**GIVEN PROBLEM**
Reproduce the records below word for word, from the first line through the line containing "column 446, row 452", and include that line. Leave the pictures out.

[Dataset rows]
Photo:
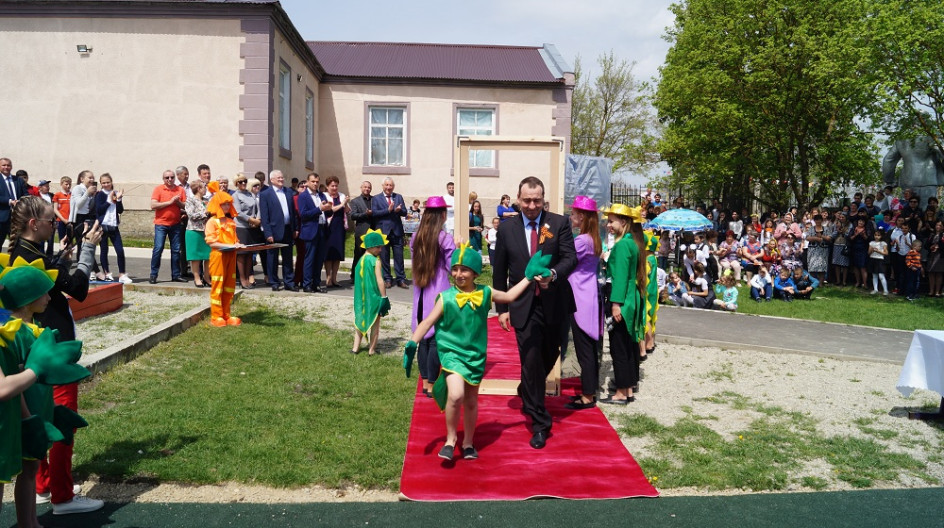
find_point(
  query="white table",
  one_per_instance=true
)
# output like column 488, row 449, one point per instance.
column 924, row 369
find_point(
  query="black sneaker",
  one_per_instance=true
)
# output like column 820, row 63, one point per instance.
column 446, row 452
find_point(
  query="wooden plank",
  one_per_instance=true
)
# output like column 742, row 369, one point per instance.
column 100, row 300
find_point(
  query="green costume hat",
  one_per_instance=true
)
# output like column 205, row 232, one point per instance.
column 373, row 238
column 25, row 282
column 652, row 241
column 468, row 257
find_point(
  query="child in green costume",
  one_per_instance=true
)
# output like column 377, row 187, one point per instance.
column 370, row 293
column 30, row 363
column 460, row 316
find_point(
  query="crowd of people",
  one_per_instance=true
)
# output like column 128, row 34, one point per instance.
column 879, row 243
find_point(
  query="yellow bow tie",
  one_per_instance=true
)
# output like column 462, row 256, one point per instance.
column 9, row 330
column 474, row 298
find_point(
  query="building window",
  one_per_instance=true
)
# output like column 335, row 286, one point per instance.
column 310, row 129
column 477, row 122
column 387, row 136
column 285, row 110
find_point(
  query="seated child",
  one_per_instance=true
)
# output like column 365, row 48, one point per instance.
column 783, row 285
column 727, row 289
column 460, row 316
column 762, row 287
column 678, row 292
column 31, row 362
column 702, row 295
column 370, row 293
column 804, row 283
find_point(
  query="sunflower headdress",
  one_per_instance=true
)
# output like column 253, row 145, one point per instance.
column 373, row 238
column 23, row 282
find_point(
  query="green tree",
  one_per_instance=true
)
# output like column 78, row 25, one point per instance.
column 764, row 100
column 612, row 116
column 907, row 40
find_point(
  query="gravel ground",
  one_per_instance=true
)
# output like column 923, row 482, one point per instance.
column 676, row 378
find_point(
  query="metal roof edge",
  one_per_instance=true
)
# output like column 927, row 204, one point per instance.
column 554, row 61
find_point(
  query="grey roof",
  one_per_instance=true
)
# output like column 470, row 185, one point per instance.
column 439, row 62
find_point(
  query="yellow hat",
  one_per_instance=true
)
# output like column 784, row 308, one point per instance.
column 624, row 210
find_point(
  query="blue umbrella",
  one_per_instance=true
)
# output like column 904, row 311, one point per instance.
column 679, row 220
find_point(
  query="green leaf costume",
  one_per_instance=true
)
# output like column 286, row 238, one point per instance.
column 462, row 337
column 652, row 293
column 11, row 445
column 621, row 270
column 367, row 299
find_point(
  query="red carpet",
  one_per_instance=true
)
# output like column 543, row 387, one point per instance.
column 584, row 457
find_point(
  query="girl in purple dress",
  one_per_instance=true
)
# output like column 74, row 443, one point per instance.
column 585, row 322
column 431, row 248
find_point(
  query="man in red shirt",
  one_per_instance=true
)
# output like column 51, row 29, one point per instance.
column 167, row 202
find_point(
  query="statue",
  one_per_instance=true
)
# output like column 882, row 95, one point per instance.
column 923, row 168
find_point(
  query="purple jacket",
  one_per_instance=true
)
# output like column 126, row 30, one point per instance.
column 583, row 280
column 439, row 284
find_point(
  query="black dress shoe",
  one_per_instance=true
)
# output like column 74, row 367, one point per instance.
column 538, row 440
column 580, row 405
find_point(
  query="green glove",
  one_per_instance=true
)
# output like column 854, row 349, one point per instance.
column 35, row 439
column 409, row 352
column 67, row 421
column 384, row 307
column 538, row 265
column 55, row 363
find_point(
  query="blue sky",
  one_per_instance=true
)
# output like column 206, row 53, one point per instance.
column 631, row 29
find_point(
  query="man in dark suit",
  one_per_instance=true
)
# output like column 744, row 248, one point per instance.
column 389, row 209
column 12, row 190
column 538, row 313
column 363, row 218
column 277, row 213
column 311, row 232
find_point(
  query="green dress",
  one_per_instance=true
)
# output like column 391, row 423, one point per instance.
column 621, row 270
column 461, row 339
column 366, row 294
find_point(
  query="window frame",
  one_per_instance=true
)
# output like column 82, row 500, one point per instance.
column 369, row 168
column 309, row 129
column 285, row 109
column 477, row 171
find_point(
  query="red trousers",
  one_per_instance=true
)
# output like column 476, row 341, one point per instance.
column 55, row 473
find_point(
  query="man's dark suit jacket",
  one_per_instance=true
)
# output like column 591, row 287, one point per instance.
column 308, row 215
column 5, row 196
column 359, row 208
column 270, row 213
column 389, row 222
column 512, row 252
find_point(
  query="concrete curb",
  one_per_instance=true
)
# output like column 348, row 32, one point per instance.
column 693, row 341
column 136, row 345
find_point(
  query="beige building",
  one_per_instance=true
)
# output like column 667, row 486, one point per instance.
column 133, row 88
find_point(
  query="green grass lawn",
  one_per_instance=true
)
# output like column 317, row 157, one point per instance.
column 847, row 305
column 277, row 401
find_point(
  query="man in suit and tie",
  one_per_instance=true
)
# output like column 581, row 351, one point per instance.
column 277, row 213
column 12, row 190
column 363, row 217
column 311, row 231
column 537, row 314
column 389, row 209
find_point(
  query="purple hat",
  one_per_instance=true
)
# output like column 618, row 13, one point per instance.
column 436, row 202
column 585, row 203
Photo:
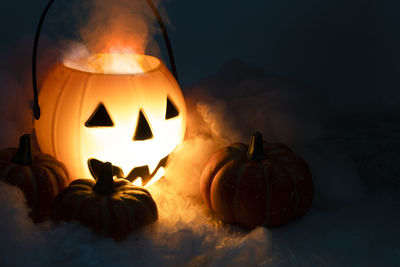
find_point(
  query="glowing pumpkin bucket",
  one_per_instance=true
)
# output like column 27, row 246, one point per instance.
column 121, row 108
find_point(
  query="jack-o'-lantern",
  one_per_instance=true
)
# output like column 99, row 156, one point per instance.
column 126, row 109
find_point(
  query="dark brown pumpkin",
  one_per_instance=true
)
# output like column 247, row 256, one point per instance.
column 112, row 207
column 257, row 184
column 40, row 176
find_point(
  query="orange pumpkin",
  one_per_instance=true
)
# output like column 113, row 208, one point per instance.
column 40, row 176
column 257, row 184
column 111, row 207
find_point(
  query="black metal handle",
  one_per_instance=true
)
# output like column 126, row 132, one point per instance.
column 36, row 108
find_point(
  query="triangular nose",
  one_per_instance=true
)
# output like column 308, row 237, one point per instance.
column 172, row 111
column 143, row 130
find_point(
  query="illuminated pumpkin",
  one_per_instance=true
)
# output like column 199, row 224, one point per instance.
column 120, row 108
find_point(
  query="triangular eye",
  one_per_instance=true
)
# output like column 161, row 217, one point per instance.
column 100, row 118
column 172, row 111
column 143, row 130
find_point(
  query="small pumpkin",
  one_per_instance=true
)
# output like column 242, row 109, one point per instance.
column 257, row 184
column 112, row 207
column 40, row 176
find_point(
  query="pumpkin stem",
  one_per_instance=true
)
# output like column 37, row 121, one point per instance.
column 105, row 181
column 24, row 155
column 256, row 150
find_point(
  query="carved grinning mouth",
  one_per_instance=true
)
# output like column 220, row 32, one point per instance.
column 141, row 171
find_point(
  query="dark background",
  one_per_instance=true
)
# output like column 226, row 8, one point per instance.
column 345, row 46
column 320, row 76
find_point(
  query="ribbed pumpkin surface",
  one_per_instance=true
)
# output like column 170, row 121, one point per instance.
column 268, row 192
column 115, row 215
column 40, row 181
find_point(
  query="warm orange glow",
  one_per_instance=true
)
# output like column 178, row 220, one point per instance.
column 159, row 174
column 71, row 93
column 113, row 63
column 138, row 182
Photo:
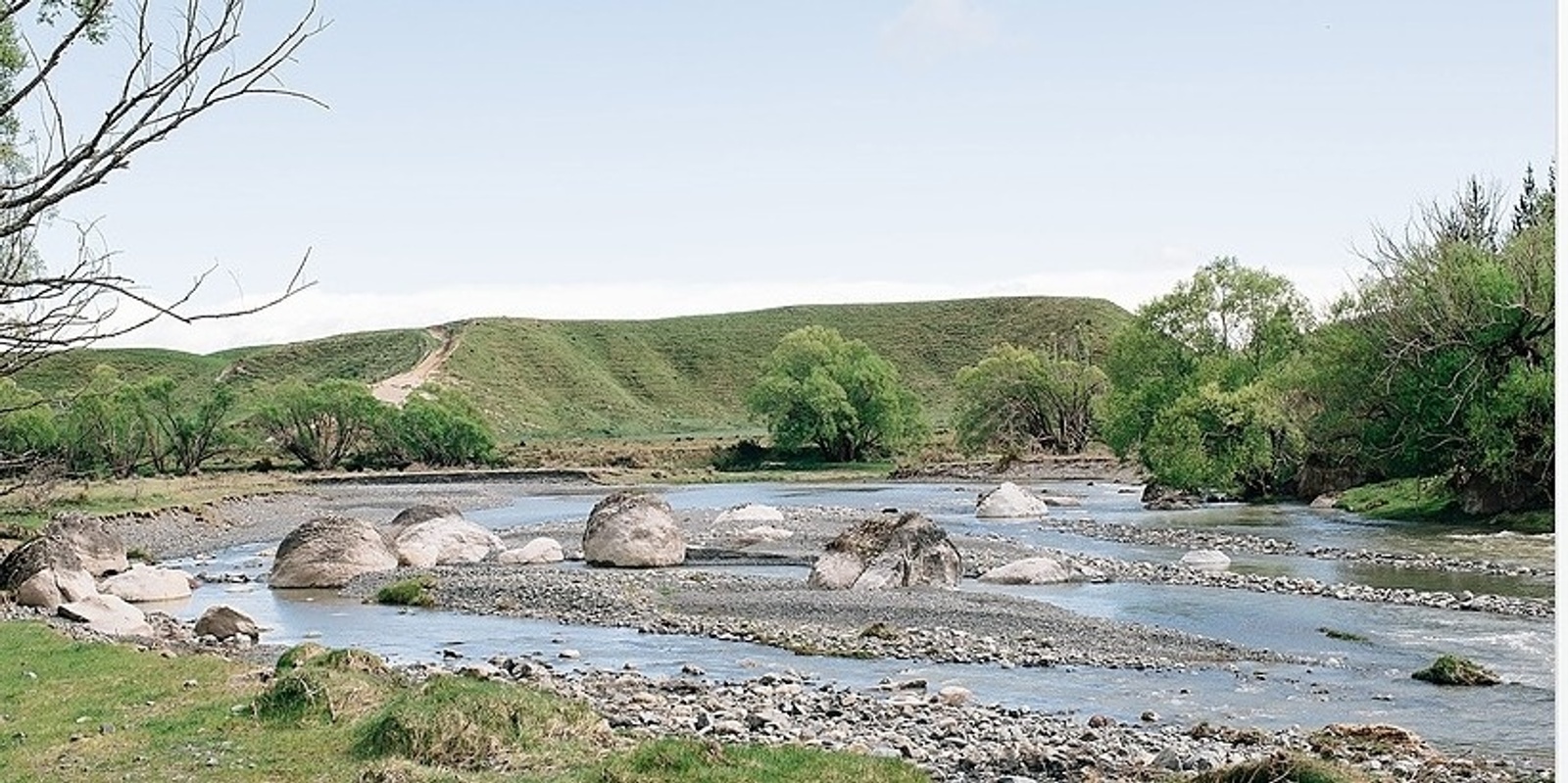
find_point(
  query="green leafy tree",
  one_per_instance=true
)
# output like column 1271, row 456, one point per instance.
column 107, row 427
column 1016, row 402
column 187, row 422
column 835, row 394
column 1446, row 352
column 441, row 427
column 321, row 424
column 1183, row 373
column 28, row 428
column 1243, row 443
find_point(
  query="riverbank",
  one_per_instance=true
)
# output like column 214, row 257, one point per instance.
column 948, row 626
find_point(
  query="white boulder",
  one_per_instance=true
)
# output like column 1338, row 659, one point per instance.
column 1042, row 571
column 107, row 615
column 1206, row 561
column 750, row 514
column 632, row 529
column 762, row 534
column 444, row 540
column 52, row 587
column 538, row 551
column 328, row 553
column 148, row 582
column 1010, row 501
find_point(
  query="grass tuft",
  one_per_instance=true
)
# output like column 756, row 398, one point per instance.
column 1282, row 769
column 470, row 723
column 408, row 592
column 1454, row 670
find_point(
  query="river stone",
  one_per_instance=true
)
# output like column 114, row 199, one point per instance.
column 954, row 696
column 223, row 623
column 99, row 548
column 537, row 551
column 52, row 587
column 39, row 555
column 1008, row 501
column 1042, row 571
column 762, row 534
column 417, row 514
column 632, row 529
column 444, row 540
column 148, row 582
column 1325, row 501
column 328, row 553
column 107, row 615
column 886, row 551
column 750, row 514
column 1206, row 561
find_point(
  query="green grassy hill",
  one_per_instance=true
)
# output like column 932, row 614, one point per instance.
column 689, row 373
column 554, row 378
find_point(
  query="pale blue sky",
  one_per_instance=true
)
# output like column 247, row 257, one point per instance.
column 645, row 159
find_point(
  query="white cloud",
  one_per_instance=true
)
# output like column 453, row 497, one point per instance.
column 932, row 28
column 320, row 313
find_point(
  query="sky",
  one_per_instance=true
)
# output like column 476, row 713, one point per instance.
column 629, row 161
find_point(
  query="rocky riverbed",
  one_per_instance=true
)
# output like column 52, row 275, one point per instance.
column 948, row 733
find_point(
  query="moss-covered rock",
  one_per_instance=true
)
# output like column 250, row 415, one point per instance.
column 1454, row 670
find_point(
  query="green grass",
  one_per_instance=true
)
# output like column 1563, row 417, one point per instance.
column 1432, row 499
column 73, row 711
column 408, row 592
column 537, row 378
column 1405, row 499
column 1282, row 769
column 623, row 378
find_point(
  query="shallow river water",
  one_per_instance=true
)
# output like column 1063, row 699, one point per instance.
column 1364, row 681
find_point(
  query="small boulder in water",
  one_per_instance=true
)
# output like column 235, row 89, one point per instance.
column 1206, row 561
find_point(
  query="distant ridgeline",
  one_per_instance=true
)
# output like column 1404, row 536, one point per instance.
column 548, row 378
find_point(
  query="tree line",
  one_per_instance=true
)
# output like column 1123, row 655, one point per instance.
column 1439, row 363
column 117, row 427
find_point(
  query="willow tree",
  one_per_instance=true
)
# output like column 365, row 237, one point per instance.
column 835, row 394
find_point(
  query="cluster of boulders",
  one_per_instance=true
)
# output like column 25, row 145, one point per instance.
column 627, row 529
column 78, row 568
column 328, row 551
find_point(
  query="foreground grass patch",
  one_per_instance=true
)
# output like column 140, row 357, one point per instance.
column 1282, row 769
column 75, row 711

**SOLUTION**
Photo:
find_point(
  query="white table",
  one_per_instance=true
)
# output like column 488, row 449, one point per instance.
column 924, row 369
find_point(
  query="black sneaker",
  one_per_instance=true
)
# output like column 820, row 63, one point per instance.
column 446, row 452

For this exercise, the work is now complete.